---- Record extracts

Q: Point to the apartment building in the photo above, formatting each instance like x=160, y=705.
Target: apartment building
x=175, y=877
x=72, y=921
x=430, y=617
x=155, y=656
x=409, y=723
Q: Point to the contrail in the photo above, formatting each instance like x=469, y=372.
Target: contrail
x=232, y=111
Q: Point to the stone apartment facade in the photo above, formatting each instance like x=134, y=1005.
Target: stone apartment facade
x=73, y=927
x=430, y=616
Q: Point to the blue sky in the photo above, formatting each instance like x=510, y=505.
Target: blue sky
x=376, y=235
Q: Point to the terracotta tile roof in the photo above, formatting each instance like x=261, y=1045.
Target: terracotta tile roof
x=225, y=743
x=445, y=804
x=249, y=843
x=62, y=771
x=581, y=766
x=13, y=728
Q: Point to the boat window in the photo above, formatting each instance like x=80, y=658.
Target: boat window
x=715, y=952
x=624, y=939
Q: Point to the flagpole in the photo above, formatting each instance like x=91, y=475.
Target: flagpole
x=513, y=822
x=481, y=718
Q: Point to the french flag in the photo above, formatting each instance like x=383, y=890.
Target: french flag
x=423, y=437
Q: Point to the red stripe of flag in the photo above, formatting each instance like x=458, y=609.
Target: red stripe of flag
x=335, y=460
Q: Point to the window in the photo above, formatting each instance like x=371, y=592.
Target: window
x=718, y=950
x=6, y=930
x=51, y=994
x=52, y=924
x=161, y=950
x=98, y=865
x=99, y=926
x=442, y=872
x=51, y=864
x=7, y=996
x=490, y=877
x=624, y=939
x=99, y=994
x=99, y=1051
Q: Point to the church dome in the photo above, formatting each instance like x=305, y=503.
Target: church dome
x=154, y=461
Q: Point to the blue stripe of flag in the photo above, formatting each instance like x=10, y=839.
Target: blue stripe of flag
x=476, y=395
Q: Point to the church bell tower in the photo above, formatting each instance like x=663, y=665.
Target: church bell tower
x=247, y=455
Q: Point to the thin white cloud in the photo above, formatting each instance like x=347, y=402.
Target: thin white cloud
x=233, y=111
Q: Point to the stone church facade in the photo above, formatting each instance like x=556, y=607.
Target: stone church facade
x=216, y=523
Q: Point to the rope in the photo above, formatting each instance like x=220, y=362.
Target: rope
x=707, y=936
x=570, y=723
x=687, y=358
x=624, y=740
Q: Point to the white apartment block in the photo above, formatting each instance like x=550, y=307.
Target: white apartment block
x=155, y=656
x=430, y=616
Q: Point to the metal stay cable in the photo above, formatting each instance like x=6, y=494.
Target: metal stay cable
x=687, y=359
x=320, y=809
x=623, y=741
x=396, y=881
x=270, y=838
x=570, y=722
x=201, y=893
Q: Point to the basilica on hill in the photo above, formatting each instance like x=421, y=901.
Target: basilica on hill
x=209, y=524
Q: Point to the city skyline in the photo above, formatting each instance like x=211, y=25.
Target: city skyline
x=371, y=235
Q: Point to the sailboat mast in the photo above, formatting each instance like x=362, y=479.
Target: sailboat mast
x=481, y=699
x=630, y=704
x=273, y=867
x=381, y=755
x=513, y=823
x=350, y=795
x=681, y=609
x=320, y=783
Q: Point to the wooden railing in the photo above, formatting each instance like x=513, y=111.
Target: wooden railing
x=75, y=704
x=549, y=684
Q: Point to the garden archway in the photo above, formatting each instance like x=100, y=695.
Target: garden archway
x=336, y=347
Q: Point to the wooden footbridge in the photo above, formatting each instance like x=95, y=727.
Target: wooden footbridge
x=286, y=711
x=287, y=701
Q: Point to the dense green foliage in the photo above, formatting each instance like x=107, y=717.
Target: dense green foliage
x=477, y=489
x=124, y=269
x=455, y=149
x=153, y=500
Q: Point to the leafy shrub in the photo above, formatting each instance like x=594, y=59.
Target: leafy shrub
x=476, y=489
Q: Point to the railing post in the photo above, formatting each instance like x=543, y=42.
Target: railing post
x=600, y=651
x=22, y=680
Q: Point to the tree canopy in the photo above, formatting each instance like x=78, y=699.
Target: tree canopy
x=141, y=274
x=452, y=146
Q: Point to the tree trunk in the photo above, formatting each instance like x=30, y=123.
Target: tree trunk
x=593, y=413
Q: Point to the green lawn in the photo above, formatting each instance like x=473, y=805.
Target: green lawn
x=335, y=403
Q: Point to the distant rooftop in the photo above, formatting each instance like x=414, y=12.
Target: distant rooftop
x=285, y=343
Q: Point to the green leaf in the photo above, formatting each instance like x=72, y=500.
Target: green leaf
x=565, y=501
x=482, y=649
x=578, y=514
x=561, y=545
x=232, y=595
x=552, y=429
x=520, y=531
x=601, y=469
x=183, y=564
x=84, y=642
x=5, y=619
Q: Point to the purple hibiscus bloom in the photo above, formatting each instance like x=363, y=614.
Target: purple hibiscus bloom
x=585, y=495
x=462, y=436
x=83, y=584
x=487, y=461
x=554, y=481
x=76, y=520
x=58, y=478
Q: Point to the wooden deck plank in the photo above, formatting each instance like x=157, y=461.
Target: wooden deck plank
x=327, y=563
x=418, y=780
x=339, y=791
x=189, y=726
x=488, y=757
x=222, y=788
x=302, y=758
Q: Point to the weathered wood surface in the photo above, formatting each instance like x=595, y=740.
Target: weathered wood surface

--------

What the task asks:
Reproduce all of the rows above, substituting "Label" for every occurrence of "Target" and leaving everything else unchanged.

Complete output:
Q: Point to the apartment building in the photo above, formatting each instance like x=160, y=705.
Label: apartment building
x=175, y=877
x=72, y=921
x=430, y=617
x=155, y=656
x=409, y=723
Q: Point to the contrail in the photo above, formatting each instance like x=469, y=372.
Label: contrail
x=232, y=111
Q: Point to the stone apartment facade in the photo above, formatting each instance like x=134, y=1005.
Label: stone apartment facade
x=73, y=927
x=430, y=616
Q: Point to the blue sky in the photo above, formatting each instance like x=510, y=505.
Label: blue sky
x=376, y=235
Q: Point to the terracotta tile roof in the photo above, formatting each instance like x=261, y=1045.
Label: terracotta tile roof
x=225, y=743
x=445, y=804
x=249, y=843
x=62, y=771
x=581, y=766
x=13, y=728
Q: Point to the boat window in the photo above, formatting each instance like x=80, y=658.
Label: boat window
x=715, y=952
x=624, y=939
Q: Point to the flagpole in the photo above, formatting each instance like x=91, y=475.
Label: flagpole
x=513, y=822
x=481, y=718
Q: Point to the french flag in the photo above, formatting each instance like x=383, y=890.
Label: french flag
x=423, y=437
Q: Point to the red stripe of flag in the photo above, formatting each instance like x=458, y=609.
Label: red stripe of flag
x=335, y=460
Q: Point to the window in the photo above, formatting each instance like x=371, y=592.
Label: window
x=718, y=950
x=6, y=930
x=51, y=994
x=52, y=924
x=161, y=950
x=98, y=865
x=99, y=926
x=442, y=872
x=51, y=864
x=7, y=996
x=490, y=877
x=624, y=939
x=99, y=994
x=99, y=1051
Q: Point to the church dome in the photo above, formatting each instance like x=305, y=503.
Label: church dome
x=154, y=461
Q: Point to the blue stripe of flag in the photo above, formatting each instance like x=10, y=839.
Label: blue stripe of flag
x=476, y=395
Q: Point to the church bell tower in the photo above, formatting each instance like x=663, y=665.
Label: church bell tower
x=247, y=455
Q: Point to the thin white cloud in the photo above, formatting each instance like x=347, y=402.
Label: thin white cloud
x=233, y=111
Q: Point to the stone church facade in the photo above, formatting each instance like x=556, y=607.
Label: stone church facade
x=216, y=523
Q: Point to the rope in the photo above, formatting each instance like x=220, y=362.
Label: rope
x=707, y=936
x=570, y=723
x=687, y=358
x=624, y=740
Q: Point to the white apartment block in the photo above, formatting each instance like x=550, y=307.
Label: white apartment block
x=155, y=656
x=430, y=616
Q: Point to the metal stay cable in the photo above, formatting each instance like x=6, y=494.
Label: metal stay cable
x=687, y=359
x=320, y=809
x=623, y=741
x=396, y=881
x=270, y=838
x=570, y=722
x=201, y=893
Q: Point to the basilica on hill in the photo above, formatting each instance like x=421, y=901.
Label: basilica on hill
x=209, y=524
Q: Point to the city skyline in the photo above, formatting each instance like x=211, y=25.
Label: city skyline
x=371, y=235
Q: Point to the sailboat mast in the photo above, formatting each instance like x=362, y=479.
Label: sailboat mast
x=481, y=699
x=630, y=704
x=273, y=867
x=381, y=755
x=513, y=823
x=350, y=795
x=681, y=609
x=320, y=783
Q: Point to the wooden railing in the photo above, formatting each instance like x=513, y=111.
Label: wooden railing
x=75, y=704
x=549, y=684
Q: Point to the garden archway in the photo above, formatting each instance like x=100, y=695.
Label: garden archway
x=336, y=347
Q: Point to the wooden footbridge in the photo above, formatting each instance like x=95, y=727.
Label: wooden footbridge
x=286, y=711
x=287, y=701
Q: Point to the dense green foliage in the photo above, formatting each instance like x=107, y=717.
Label: dense green foliage
x=477, y=489
x=124, y=269
x=455, y=149
x=153, y=500
Q: Point to the leafy shrub in the photo above, formatting each instance like x=594, y=59.
Label: leafy shrub
x=476, y=489
Q: Point to the railing post in the photo above, formatting each instance like x=543, y=42.
Label: railing post
x=600, y=651
x=22, y=680
Q: Point to the tree canopy in the photo above, formatting each instance like x=78, y=699.
Label: tree canopy
x=141, y=274
x=452, y=146
Q: Point to the tree trunk in the photo above, formatting each instance like x=30, y=123.
Label: tree trunk
x=593, y=413
Q: Point to the green lawn in the photo above, formatting each instance like x=473, y=805.
Label: green lawn
x=335, y=403
Q: Point to the distant rooftop in the photo above, formatting each instance like x=414, y=12.
Label: distant rooftop
x=285, y=343
Q: Point to the green leaf in the photo above, formatting each instance like x=72, y=500.
Label: green leaf
x=565, y=501
x=482, y=649
x=578, y=514
x=561, y=545
x=232, y=595
x=552, y=429
x=520, y=531
x=601, y=469
x=183, y=564
x=84, y=642
x=5, y=619
Q: Point to the purple hibiscus bloom in the photo above, formatting each instance like x=363, y=614.
Label: purple hibiscus bloom
x=585, y=495
x=462, y=436
x=83, y=584
x=487, y=461
x=554, y=481
x=76, y=520
x=58, y=478
Q: Point to the wooden deck plank in the photo above, formatting each instance like x=157, y=461.
Label: wooden deck plank
x=327, y=563
x=418, y=780
x=339, y=791
x=189, y=726
x=488, y=757
x=222, y=788
x=302, y=758
Q: Point to the weathered wood surface in the photo above, formatting each instance like x=595, y=740.
Label: weathered wood surface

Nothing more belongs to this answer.